___ RECORDS PROVIDED ___

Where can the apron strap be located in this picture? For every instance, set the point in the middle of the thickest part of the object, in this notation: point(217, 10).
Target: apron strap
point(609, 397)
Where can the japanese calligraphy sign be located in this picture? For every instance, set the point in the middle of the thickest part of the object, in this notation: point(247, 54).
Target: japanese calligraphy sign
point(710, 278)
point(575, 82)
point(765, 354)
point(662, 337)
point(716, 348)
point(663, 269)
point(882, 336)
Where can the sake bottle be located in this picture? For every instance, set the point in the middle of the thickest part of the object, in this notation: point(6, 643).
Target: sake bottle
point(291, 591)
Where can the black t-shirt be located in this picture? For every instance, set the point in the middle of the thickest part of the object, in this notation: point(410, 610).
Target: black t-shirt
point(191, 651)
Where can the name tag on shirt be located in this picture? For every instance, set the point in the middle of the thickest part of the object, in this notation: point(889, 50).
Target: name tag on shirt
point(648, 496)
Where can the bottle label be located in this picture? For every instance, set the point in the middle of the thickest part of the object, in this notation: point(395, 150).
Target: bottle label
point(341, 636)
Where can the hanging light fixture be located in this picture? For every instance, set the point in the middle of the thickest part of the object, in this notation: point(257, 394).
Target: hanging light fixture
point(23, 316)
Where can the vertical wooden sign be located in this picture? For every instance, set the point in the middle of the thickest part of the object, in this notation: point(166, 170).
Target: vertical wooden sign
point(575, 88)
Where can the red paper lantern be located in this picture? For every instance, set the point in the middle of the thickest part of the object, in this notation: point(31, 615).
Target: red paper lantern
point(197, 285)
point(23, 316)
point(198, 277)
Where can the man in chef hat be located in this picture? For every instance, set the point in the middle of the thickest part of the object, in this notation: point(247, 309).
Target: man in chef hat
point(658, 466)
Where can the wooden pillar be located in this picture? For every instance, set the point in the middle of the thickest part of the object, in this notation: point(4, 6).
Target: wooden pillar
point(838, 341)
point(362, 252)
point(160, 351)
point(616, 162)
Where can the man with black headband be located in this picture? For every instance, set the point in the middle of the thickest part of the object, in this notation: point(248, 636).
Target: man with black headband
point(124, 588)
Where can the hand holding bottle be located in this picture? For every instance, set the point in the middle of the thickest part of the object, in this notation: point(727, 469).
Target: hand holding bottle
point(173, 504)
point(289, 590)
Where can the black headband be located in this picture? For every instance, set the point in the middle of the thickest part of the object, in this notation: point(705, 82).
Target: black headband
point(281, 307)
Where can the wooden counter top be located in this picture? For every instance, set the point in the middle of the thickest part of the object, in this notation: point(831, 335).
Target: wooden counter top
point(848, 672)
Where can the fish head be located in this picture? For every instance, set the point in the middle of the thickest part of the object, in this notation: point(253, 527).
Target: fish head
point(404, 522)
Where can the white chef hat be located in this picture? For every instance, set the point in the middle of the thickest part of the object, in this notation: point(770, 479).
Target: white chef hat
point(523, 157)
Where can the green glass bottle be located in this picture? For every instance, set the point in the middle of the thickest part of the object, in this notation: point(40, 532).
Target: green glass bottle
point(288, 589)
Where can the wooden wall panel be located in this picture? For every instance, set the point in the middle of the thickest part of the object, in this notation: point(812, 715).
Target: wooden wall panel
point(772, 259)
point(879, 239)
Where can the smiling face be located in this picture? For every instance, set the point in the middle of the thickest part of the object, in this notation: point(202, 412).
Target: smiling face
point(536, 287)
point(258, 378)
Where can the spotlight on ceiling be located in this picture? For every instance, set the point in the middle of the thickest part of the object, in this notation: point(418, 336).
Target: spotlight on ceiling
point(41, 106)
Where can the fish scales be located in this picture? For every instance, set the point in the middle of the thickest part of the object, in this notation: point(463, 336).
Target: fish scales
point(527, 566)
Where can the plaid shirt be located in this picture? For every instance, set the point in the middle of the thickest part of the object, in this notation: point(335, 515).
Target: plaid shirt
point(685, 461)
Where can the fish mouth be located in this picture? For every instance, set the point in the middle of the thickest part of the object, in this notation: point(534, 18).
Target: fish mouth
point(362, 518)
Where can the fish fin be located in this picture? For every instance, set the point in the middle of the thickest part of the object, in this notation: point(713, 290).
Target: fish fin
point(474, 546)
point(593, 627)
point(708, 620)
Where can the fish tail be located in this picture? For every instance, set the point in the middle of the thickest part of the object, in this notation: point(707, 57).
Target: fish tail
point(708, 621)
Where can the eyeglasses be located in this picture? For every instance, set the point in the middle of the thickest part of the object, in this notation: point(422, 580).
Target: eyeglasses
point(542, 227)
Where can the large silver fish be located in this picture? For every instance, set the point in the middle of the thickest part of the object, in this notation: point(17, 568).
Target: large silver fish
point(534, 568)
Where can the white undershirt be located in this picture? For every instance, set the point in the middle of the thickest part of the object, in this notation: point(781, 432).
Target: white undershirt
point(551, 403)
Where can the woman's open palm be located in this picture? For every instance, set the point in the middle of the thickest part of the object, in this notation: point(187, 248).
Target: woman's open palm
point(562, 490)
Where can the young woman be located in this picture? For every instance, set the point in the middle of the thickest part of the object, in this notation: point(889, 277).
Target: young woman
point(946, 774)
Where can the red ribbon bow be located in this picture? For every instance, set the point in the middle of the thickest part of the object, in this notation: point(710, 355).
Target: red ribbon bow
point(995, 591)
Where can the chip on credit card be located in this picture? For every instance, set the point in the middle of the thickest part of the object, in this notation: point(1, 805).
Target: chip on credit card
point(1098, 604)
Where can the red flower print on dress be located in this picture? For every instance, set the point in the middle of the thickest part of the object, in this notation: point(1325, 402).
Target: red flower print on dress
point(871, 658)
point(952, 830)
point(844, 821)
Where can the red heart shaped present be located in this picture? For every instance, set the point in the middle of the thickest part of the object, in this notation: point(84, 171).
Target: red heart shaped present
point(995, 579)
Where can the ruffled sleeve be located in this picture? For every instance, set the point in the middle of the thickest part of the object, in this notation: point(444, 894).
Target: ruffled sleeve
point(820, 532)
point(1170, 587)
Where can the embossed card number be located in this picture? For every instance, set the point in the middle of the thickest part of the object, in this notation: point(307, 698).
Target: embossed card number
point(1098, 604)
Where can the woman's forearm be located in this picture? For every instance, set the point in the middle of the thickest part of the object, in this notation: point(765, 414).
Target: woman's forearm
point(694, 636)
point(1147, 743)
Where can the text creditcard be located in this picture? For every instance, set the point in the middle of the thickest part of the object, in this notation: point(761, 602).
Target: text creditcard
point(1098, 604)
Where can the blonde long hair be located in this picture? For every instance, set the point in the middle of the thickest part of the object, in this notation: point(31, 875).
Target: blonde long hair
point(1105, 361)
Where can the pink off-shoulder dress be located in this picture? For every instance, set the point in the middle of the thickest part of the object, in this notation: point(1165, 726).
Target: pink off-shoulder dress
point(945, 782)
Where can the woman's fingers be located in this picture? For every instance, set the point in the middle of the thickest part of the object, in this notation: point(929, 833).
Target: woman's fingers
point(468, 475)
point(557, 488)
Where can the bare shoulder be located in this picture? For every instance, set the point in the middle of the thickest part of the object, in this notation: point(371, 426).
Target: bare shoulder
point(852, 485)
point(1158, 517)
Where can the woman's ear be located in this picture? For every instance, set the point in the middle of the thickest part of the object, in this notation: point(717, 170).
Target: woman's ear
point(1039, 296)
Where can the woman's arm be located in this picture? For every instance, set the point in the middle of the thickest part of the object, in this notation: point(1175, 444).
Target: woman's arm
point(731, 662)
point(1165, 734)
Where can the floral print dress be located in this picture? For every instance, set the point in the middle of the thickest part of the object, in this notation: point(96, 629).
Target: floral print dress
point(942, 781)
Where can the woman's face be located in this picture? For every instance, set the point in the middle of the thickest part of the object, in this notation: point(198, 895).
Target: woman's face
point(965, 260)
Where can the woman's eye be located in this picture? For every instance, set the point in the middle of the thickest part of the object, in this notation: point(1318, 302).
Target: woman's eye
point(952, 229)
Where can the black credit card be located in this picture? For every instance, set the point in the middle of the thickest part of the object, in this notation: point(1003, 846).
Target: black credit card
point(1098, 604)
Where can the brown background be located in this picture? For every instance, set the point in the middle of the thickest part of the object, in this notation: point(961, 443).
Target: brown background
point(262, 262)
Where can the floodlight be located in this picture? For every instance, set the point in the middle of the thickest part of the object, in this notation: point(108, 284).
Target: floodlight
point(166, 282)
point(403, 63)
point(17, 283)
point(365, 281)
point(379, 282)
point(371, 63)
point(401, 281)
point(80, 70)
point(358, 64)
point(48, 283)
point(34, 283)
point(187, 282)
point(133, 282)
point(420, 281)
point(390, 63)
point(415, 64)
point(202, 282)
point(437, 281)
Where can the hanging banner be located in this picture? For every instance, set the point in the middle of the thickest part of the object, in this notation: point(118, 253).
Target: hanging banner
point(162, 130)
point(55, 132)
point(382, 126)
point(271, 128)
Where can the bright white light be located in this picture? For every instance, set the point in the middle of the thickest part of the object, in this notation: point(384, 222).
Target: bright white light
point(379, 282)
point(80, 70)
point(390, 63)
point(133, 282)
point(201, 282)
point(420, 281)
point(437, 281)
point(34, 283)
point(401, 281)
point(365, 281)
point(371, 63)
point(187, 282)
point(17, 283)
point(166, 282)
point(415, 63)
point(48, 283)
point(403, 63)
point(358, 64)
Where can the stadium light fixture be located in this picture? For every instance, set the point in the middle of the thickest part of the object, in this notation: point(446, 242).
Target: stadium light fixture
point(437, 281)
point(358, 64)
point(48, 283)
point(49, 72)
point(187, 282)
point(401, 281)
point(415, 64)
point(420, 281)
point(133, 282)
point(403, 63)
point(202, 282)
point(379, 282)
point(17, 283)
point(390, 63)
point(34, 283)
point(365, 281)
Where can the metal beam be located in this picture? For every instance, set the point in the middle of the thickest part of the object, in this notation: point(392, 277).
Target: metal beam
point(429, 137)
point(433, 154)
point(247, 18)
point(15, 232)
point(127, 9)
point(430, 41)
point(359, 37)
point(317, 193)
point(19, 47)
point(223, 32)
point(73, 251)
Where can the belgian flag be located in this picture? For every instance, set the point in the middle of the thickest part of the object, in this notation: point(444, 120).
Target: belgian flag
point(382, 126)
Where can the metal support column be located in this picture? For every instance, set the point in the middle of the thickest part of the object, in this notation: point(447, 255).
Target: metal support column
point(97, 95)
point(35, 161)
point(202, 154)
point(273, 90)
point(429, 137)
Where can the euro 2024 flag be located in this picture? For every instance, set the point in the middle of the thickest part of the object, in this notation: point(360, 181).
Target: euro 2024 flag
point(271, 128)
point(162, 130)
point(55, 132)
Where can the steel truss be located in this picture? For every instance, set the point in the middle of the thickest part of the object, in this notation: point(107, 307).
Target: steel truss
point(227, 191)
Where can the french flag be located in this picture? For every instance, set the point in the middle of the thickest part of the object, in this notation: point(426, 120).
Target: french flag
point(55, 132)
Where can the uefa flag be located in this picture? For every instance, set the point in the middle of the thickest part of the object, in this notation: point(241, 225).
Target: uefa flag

___

*TASK REQUIREMENTS*:
Turn the lines from the very first one through the line with "point(609, 397)", both ends included, into a JSON list of strings, one string per line, with blank lines left out.

*EXERCISE RESPONSE*:
[
  "Where can the apron strap be located in this picture? For every instance, set the point in the middle of the thickest part of the object, in this notation: point(217, 10).",
  "Target: apron strap",
  "point(609, 397)"
]